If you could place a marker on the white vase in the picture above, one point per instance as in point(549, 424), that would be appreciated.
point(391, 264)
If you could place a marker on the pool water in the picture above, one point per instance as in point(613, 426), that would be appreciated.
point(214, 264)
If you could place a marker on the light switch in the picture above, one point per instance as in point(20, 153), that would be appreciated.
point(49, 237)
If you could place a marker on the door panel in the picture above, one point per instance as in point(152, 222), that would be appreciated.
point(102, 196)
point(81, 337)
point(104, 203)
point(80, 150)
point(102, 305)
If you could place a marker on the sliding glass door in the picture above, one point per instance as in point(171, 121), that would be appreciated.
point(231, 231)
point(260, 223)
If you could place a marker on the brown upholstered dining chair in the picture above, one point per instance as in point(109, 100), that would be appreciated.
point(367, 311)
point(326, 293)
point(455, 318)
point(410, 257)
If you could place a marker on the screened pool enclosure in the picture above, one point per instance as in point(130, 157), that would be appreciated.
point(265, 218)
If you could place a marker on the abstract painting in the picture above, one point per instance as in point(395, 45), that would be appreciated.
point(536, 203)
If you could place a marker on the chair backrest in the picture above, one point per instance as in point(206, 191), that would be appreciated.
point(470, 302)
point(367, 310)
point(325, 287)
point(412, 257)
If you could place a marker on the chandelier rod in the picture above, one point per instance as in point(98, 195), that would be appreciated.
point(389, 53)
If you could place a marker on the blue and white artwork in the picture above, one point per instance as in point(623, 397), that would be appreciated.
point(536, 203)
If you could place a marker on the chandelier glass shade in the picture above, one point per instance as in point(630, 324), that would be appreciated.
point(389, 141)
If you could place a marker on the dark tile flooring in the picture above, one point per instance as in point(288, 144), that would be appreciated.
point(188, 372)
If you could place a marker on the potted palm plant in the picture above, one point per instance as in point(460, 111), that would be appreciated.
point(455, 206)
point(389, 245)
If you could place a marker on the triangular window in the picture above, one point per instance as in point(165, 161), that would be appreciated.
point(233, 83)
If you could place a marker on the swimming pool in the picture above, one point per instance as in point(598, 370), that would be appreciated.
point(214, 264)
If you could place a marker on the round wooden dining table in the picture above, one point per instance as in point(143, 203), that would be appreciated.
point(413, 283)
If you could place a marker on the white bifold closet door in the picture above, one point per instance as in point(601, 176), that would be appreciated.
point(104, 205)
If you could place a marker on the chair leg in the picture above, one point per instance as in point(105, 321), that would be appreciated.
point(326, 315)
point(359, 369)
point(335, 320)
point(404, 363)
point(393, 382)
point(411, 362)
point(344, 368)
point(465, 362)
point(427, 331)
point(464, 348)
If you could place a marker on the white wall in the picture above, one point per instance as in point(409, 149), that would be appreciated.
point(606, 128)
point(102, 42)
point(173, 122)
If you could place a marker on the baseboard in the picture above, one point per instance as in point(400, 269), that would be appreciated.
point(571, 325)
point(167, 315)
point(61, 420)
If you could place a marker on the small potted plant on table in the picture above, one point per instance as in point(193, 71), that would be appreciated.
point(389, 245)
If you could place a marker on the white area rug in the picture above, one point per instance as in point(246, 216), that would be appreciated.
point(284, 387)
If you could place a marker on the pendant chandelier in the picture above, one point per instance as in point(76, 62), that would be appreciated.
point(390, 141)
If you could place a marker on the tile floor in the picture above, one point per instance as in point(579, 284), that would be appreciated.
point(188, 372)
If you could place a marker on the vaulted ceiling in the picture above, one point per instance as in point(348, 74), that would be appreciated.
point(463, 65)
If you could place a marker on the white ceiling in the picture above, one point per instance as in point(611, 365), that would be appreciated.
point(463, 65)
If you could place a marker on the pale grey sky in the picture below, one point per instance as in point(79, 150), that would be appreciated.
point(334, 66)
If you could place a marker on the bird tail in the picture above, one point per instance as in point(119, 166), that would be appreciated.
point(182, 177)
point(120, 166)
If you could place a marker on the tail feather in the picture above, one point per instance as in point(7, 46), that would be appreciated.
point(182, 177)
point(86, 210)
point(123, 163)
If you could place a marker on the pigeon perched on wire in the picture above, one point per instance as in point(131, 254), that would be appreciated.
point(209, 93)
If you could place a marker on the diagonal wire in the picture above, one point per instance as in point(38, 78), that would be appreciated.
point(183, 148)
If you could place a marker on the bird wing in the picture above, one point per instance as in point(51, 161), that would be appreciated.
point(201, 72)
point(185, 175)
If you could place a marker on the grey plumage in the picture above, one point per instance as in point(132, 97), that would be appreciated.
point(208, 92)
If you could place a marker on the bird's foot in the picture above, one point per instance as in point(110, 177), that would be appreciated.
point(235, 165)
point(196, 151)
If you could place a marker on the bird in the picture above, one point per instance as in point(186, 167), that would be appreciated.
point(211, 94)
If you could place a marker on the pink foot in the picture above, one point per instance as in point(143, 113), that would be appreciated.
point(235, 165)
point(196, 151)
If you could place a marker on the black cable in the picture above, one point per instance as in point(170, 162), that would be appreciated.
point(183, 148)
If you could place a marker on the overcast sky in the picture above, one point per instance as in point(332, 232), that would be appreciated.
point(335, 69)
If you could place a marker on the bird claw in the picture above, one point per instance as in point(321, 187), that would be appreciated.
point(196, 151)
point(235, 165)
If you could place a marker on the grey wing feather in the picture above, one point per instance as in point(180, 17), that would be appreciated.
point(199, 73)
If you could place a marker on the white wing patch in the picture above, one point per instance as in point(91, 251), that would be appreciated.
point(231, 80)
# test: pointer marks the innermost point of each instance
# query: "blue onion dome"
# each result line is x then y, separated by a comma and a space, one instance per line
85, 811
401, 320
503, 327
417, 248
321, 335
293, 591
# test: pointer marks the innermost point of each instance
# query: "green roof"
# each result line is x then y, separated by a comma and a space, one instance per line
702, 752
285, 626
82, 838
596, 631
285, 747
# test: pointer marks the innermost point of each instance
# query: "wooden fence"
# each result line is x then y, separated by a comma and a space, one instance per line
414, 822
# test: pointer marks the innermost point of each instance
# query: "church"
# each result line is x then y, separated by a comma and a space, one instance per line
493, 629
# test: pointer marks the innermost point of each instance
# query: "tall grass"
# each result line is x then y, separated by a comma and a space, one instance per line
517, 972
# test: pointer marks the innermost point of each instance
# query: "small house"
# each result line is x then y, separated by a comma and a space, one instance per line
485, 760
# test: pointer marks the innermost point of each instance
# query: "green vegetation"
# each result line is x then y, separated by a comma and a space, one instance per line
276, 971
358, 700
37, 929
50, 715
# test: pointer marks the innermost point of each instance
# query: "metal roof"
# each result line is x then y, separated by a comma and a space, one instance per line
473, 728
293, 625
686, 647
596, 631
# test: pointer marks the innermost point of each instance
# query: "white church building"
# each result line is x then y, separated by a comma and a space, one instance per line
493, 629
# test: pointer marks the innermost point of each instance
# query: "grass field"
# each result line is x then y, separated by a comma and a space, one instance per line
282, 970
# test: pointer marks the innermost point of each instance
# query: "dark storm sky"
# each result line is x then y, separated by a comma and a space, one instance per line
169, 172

▬▬▬▬▬▬▬▬▬▬

TASK REQUIREMENTS -> Could you reproduce every entry above exactly as written?

RESPONSE AREA ->
If you could place a marker on the white vase in the picture above, one point per instance as in point(549, 424), that would be appreciated.
point(391, 264)
If you could place a marker on the pool water in the picture above, one point per instance as in point(613, 426), that would be appreciated.
point(214, 264)
If you could place a marker on the light switch in the picture above, one point per instance as in point(20, 153), that would be appreciated.
point(49, 237)
If you could place a marker on the door panel in the picture above, one point per instance as in point(152, 222), that would be appreciated.
point(102, 196)
point(81, 337)
point(104, 203)
point(80, 150)
point(102, 305)
If you could place a marker on the sliding glass door in the picture above, one point per instance as in point(171, 121), that would be appreciated.
point(231, 231)
point(260, 223)
If you could place a marker on the brown upholstered dining chair in the picture above, one point per instance as in point(109, 100), that would be appreciated.
point(367, 311)
point(326, 293)
point(455, 318)
point(410, 257)
If you could place a marker on the screened pool enclosure in the picture above, one point per instance as in point(130, 157), that would be appreciated.
point(265, 218)
If you could place a marker on the abstract painting in the picture above, one point per instance as in point(395, 45), that would be appreciated.
point(536, 203)
If you could place a marker on the chair backrest in the picture above, one point per instance as in point(206, 191), that would be appreciated.
point(470, 302)
point(367, 310)
point(325, 287)
point(412, 257)
If you could place a marker on the chandelier rod in the picture above, one point per instance as in point(98, 195), that would be appreciated.
point(389, 53)
If you could place a marker on the blue and white artwork in the picture above, one point per instance as in point(623, 397), that would be appreciated.
point(536, 203)
If you could place a marker on the chandelier glass shade in the picture above, one point per instance as in point(630, 324), that would be appreciated.
point(389, 141)
If you could place a marker on the dark tile flooring in the picture above, one point per instance as in point(288, 144), that would be appreciated.
point(188, 372)
If you could place a marker on the potted palm plant in the picture above, one point per instance as in point(460, 111), that would be appreciated.
point(455, 206)
point(389, 245)
If you could place a marker on the triangular window in the picture above, one point per instance as in point(165, 161), that would be appreciated.
point(233, 83)
If you could place a marker on the swimming pool in the picture above, one point per instance as in point(598, 370), that would be appreciated.
point(214, 264)
If you could place a marker on the round wooden dining table in the picture above, one point per instance as in point(143, 203), that would be appreciated.
point(413, 283)
If you could place a marker on the white bifold closet door in the picture above, one point per instance as in point(601, 176), that would be appreciated.
point(104, 205)
If you could place a marker on the chair leg in the picture above, one point per instance as in point(105, 321), that would be appreciated.
point(326, 315)
point(359, 369)
point(335, 320)
point(404, 363)
point(393, 382)
point(411, 362)
point(344, 368)
point(465, 362)
point(427, 331)
point(464, 348)
If you could place a marker on the white wall in the picture above, one point per instance as in point(409, 149), that would be appreciated.
point(606, 128)
point(102, 42)
point(173, 122)
If you could place a marker on the baseboard in the picture above, one point per instance as in point(400, 269), that would be appreciated.
point(571, 325)
point(167, 315)
point(61, 420)
If you could place a marker on the small potted plant on table in the picture above, one point per instance as in point(193, 71), that would be appreciated.
point(389, 245)
If you could place a marker on the white area rug in the picture above, one point per instance as in point(246, 216), that would be appreciated.
point(284, 387)
If you could place a marker on the pendant chandelier in the picture above, one point per instance as in point(76, 62), that would be appreciated.
point(390, 141)
If you could place a marker on the tile floor in the picture above, one point per instance as in point(579, 284), that would be appreciated.
point(188, 372)
If you could place a marker on the vaulted ceiling in the picture above, one point per instance as in point(348, 74), that would be appreciated.
point(463, 65)
If you could place a marker on the white ceiling in the picture above, one point per instance as in point(611, 365), that would be appreciated.
point(463, 65)
If you could place a marker on the pale grey sky in the picture below, one point per instance as in point(79, 150), that would be appreciated.
point(334, 66)
If you could place a marker on the bird tail in the picture above, one point per instance as in point(119, 166), that would be appreciated.
point(182, 177)
point(120, 166)
If you could place a marker on the tail feather in the picture above, one point per instance as in point(7, 46), that would be appreciated.
point(182, 177)
point(86, 210)
point(123, 163)
If you could place a marker on the pigeon perched on wire in the picture above, one point per instance as in point(131, 254), that would be appreciated.
point(209, 93)
If you could place a marker on the diagonal wire in the picture above, one point per instance as in point(38, 78), that would be appreciated.
point(183, 148)
If you could place a marker on the bird wing in the picture above, one point per instance as in point(51, 161), that would be appreciated.
point(201, 72)
point(185, 175)
If you could place a marker on the grey plumage in the picture above, one point per instance as in point(132, 97), that would be appreciated.
point(208, 92)
If you could place a marker on the bird's foot in the picture above, one point per instance as in point(110, 177), that would be appreciated.
point(235, 165)
point(196, 151)
If you could place a marker on the bird in the picture above, one point per instance as in point(186, 167), that would be appreciated.
point(211, 94)
If you could place a marker on the pink foot in the picture above, one point per instance as in point(143, 113), that would be appreciated.
point(235, 165)
point(196, 151)
If you could place a marker on the black cable in the picture above, one point per instance as in point(170, 162), that would be appreciated.
point(183, 148)
If you could place a marker on the overcast sky in the picture above, one point per instance as in point(332, 232), that would be appreciated.
point(335, 69)
If you could place a marker on the bird claw in the picture above, one point per instance as in point(321, 187), that would be appreciated.
point(196, 151)
point(235, 165)
If you could place a marker on the grey wing feather in the picture above, one point per instance as in point(180, 17), that would be appreciated.
point(199, 73)
If you could place a marker on the white wing patch in the picture above, one point per instance as in point(91, 251), that would be appreciated.
point(231, 80)
# test: pointer marks the innermost point of each instance
# query: "blue onion dome"
# each result line is x then y, separated by a comma and a space, one instance per line
85, 811
401, 320
503, 327
417, 248
321, 335
293, 591
# test: pointer marks the innermost point of each instance
# query: "green roof"
# each result line is x then y, separated by a comma and a space, one instance per line
702, 752
285, 626
82, 838
596, 631
285, 747
# test: pointer marks the innermost point of each instance
# query: "wooden fence"
# each result line is x then y, separated by a comma and a space, one instance per line
414, 822
# test: pointer marks the innermost point of each instance
# query: "church"
# each result line is x then y, separated by a comma and a space, one instance per line
493, 629
# test: pointer marks the innermost point of each instance
# query: "tall grass"
# each result line is x then y, separated by a comma and a space, one instance per line
517, 972
# test: pointer marks the innermost point of each instance
# query: "small house"
# each result line is x then y, separated by a comma and a space, one instance per line
485, 760
# test: pointer marks the innermost point of each instance
# query: "green vegetation"
# each result line is x then y, separated by a comma and a space, one instance per line
276, 971
358, 700
37, 929
50, 715
# test: pointer marks the innermost point of each instance
# query: "metal roof"
# each result line is x then y, separated by a comma and a space, one instance per line
473, 728
293, 625
686, 647
596, 631
# test: pointer marks the innermost point of each instance
# query: "white church building"
# each result line is x then y, separated by a comma and a space, one instance per line
493, 629
# test: pointer marks the innermost point of each instance
# query: "grass field"
# each result line is x then y, separated by a comma and a space, one instance per line
282, 970
# test: pointer marks the innermost point of each instance
# query: "dark storm sky"
# each result line is x then y, separated by a comma and a space, one instance per line
169, 172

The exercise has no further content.